▸ Zadania do ćwiczenia
- A) Przepisz w całości i bez zmian tekst o protestach w Katalonii.
- B) Zbierz z wpisów każdy wiersz, w którym występuje słowo „below”, i przepisz go bez zmian.

▸ Cytowany fragment

────────────────────

Kilkadziesiąt tysięcy mieszkańców Katalonii wyszło w niedzielę na ulice miast tego regionu, protestując przeciwko zatrzymaniu byłego katalońskiego premiera Carlesa Puigdemonta. Separatystyczny polityk został ujęty nad ranem w Niemczech.

Jedna z kilku manifestacji w Barcelonie została zwołana pod konsulatem Niemiec. Protestujący domagają się tam uwolnienia Puigdemonta, zatrzymanego w pobliżu niemiecko-duńskiej granicy. Wznoszono okrzyki: “Wolność!” i “Uwolnić więźniów politycznych!”.

Według hiszpańskich mediów na ulicach katalońskiej stolicy pojawiły się w niedzielę większe niż podczas dotychczasowych manifestacji siły policyjne.

Jak ustaliła telewizja TVE24, pomimo policyjnych deklaracji o spokojnym przebiegu niedzielnych protestów w Katalonii, wieczorem funkcjonariusze interweniowali, aby usunąć siłą osoby blokujące kilka tras szybkiego ruchu w regionie.

Do przepychanek manifestantów z katalońską policją doszło też pod siedzibą przedstawicielstwa rządu Hiszpanii w Katalonii. Protestujący krzyczeli do funkcjonariuszy: “Chodźcie z nami!” i “Zdrajcy!”. Wobec najbardziej agresywnych uczestników manifestacji, którzy w policjantów rzucali m.in. zapalniczkami i puszkami, użyto pałek.

────────────────────

Wpisy z rozmieszczeniem punktów

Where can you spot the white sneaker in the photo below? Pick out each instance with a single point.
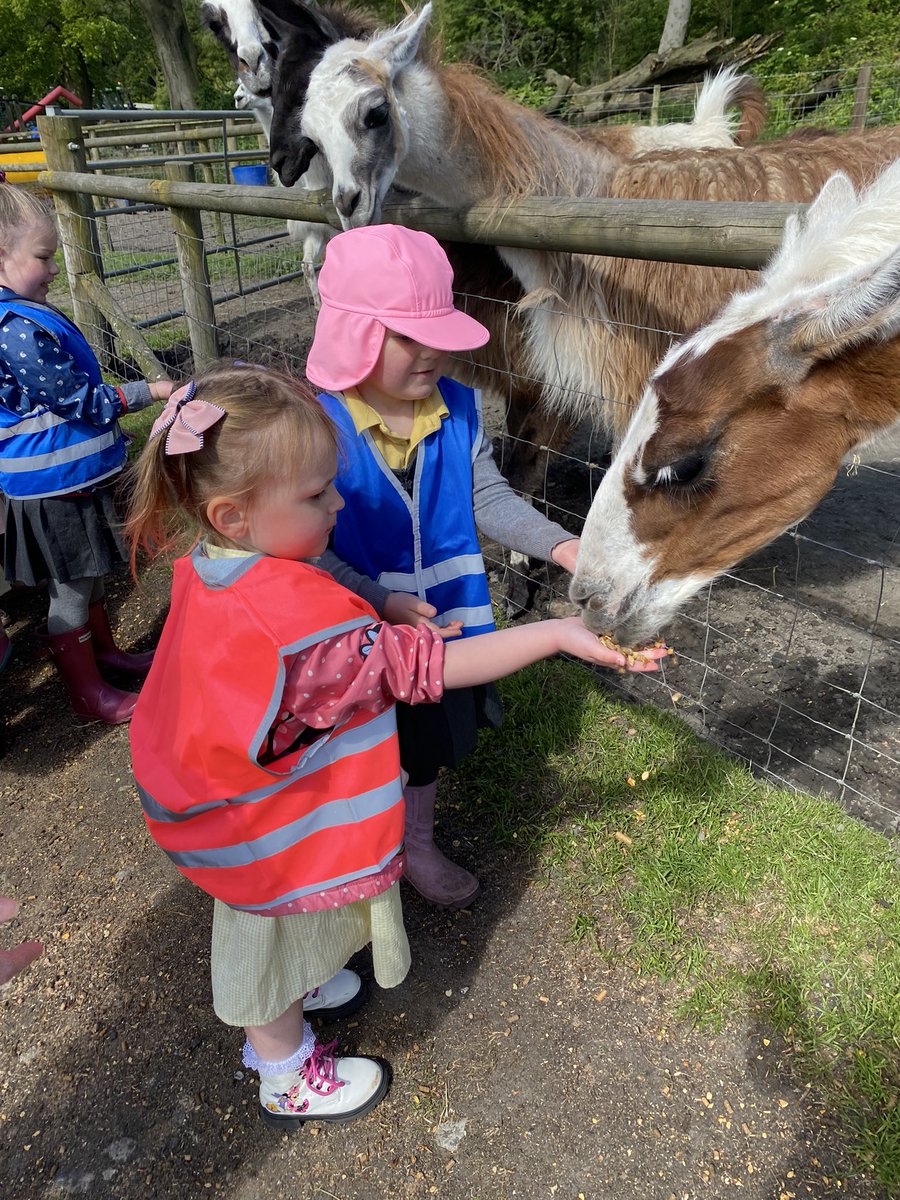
(337, 997)
(324, 1089)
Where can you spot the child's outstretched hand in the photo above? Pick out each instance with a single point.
(19, 957)
(402, 609)
(579, 640)
(161, 389)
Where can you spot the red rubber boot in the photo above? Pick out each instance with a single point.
(106, 652)
(91, 699)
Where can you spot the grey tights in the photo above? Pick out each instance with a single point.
(70, 603)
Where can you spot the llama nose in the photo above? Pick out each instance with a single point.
(347, 201)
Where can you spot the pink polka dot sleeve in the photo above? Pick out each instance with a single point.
(369, 667)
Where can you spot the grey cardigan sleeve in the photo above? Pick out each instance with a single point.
(503, 516)
(137, 395)
(373, 593)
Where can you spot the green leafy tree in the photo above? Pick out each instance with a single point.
(83, 45)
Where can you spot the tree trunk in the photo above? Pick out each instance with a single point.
(629, 91)
(174, 49)
(676, 28)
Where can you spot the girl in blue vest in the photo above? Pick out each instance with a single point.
(264, 741)
(61, 453)
(419, 484)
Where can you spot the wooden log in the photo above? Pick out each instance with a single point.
(199, 310)
(629, 91)
(709, 233)
(861, 99)
(64, 148)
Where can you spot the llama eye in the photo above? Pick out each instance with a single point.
(376, 117)
(681, 473)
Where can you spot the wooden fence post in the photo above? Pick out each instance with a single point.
(196, 289)
(63, 144)
(861, 99)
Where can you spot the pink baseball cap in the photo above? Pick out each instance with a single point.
(381, 277)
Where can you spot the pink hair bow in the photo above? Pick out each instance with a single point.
(186, 420)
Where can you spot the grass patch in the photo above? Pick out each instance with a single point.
(745, 897)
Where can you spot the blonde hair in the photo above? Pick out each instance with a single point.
(273, 425)
(18, 209)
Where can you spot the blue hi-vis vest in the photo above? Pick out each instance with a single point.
(425, 544)
(43, 454)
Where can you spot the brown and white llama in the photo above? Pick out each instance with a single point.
(276, 43)
(384, 115)
(742, 429)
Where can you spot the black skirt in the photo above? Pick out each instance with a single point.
(435, 736)
(63, 538)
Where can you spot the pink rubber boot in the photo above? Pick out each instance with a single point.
(91, 697)
(432, 874)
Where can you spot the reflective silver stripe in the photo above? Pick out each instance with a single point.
(325, 753)
(442, 573)
(67, 491)
(353, 877)
(39, 461)
(334, 815)
(480, 616)
(33, 423)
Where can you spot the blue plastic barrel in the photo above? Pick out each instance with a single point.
(257, 174)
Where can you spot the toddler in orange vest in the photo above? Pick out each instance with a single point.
(264, 742)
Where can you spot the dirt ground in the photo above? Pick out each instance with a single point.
(522, 1066)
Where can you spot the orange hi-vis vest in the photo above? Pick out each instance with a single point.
(259, 837)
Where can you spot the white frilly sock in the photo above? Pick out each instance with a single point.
(294, 1062)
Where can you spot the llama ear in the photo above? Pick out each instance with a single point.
(807, 233)
(399, 46)
(215, 18)
(291, 18)
(849, 312)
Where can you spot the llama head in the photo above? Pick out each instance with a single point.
(742, 429)
(352, 115)
(298, 35)
(237, 25)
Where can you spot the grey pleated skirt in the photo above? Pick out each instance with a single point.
(63, 538)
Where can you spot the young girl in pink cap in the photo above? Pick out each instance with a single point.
(264, 741)
(419, 483)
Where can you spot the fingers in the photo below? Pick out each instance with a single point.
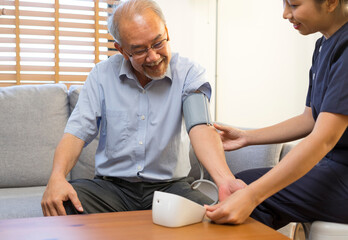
(49, 208)
(76, 202)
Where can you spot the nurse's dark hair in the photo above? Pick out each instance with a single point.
(128, 8)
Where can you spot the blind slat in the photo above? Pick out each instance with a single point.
(52, 42)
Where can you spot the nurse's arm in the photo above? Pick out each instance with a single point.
(303, 157)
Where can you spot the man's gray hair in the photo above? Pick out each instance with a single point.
(128, 8)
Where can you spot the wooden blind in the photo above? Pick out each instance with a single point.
(52, 41)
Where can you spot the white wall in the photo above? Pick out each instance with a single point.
(263, 64)
(192, 30)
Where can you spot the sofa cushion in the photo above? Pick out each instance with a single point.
(85, 166)
(21, 202)
(242, 159)
(33, 120)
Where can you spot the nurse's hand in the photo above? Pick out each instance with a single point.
(232, 138)
(230, 186)
(235, 209)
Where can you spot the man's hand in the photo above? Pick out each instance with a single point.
(234, 210)
(59, 190)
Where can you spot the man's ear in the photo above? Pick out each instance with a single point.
(332, 5)
(120, 49)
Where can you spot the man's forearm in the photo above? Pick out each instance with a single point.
(66, 155)
(209, 151)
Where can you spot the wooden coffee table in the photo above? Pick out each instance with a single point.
(127, 225)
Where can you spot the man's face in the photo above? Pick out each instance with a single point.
(147, 33)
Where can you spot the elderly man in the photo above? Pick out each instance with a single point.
(135, 100)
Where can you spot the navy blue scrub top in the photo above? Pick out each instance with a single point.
(328, 84)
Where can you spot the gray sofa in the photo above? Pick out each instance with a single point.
(33, 119)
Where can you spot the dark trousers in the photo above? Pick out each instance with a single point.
(322, 194)
(115, 195)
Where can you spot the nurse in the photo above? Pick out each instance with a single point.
(311, 182)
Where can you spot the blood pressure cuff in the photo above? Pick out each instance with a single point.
(196, 110)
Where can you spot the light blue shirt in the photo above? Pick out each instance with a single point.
(141, 132)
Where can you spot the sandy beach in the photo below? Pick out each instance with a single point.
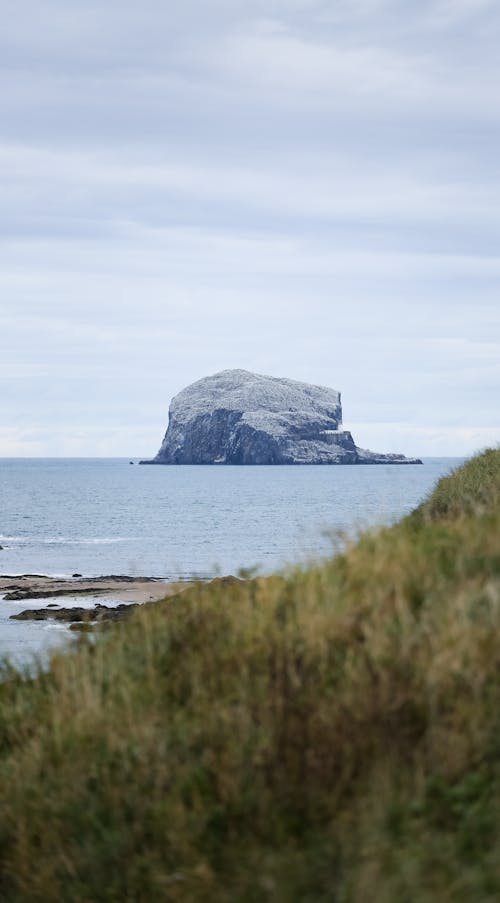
(122, 588)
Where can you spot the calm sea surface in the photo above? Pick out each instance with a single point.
(104, 516)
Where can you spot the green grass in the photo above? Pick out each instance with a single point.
(330, 735)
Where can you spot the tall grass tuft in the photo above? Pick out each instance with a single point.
(328, 735)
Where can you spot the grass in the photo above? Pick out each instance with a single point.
(329, 735)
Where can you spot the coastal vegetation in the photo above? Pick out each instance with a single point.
(330, 734)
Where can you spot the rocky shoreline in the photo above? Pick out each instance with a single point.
(126, 593)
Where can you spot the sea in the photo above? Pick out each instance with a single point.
(102, 516)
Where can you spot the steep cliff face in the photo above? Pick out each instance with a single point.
(238, 417)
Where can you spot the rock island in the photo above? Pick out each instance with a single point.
(239, 417)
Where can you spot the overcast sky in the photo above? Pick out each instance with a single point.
(304, 188)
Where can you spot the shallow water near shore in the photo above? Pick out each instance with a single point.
(104, 516)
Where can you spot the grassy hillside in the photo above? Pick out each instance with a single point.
(329, 736)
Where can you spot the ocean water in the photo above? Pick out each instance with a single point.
(104, 516)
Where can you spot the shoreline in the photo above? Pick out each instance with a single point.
(119, 588)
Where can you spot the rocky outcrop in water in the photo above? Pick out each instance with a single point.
(238, 417)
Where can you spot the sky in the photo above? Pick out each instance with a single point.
(302, 188)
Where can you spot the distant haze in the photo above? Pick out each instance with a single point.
(302, 188)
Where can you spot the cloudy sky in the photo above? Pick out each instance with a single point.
(304, 188)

────────────────────

▸ Wyniki zadań
- A)
Kilkadziesiąt tysięcy mieszkańców Katalonii wyszło w niedzielę na ulice miast tego regionu, protestując przeciwko zatrzymaniu byłego katalońskiego premiera Carlesa Puigdemonta. Separatystyczny polityk został ujęty nad ranem w Niemczech.

Jedna z kilku manifestacji w Barcelonie została zwołana pod konsulatem Niemiec. Protestujący domagają się tam uwolnienia Puigdemonta, zatrzymanego w pobliżu niemiecko-duńskiej granicy. Wznoszono okrzyki: “Wolność!” i “Uwolnić więźniów politycznych!”.

Według hiszpańskich mediów na ulicach katalońskiej stolicy pojawiły się w niedzielę większe niż podczas dotychczasowych manifestacji siły policyjne.

Jak ustaliła telewizja TVE24, pomimo policyjnych deklaracji o spokojnym przebiegu niedzielnych protestów w Katalonii, wieczorem funkcjonariusze interweniowali, aby usunąć siłą osoby blokujące kilka tras szybkiego ruchu w regionie.

Do przepychanek manifestantów z katalońską policją doszło też pod siedzibą przedstawicielstwa rządu Hiszpanii w Katalonii. Protestujący krzyczeli do funkcjonariuszy: “Chodźcie z nami!” i “Zdrajcy!”. Wobec najbardziej agresywnych uczestników manifestacji, którzy w policjantów rzucali m.in. zapalniczkami i puszkami, użyto pałek.

- B)
Where can you spot the white sneaker in the photo below? Pick out each instance with a single point.
Where can you spot the fingers in the photo below? Pick out each instance with a single point.
Where can you spot the sandy beach in the photo below? Pick out each instance with a single point.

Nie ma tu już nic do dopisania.